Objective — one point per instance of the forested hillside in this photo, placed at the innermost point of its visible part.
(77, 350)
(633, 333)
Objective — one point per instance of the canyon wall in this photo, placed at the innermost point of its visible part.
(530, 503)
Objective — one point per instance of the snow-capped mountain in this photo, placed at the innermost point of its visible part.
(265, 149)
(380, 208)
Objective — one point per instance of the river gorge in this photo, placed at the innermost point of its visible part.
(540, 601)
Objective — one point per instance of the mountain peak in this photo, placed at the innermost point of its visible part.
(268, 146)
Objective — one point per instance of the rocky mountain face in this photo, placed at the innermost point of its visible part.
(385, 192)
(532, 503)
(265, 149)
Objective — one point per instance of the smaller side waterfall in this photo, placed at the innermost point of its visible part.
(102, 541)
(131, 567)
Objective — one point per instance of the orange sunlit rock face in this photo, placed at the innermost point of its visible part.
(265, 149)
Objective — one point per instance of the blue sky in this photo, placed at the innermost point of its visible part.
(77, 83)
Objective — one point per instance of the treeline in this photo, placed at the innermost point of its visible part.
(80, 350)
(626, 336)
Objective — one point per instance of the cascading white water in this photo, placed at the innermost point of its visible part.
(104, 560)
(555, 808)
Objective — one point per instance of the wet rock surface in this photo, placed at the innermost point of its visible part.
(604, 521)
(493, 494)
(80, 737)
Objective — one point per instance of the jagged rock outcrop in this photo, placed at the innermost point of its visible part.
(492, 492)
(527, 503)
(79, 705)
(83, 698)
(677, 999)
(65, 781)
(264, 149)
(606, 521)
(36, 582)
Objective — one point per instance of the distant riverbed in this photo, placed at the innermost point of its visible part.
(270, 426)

------

JOB: Repeat only what runs from the line holding "Objective — one point per instance of the orange" to the end of the data, keeping every line exactly as written, first and last included.

ANSWER TO THE EXERCISE:
Objective — one point per instance of the orange sunlit rock face in this photo, placed at the innermost point of its visible part.
(265, 149)
Objective — one point per instance of the blue sky in this photo, placed at the innermost point of its visible part.
(77, 83)
Objective — one point per instance of the treeline in this photo, placed at the innermost point of its visible part.
(80, 350)
(626, 336)
Objective — one point per instance of the cascading white water in this photo, placed at the innermost point of its visible part.
(104, 560)
(555, 808)
Objective — one point per instance of the wet rock surface in this photo, placed at the innermost point of its visible part.
(604, 521)
(493, 494)
(80, 737)
Objective — one point per instance of the jagged rock outcrop in this photo, placed at the innermost point of its visible part.
(492, 492)
(527, 503)
(79, 705)
(83, 698)
(677, 999)
(65, 781)
(264, 149)
(606, 521)
(36, 582)
Objective — one point per instance of the distant riverbed in this photo, placed at the innermost point of its visible part.
(270, 426)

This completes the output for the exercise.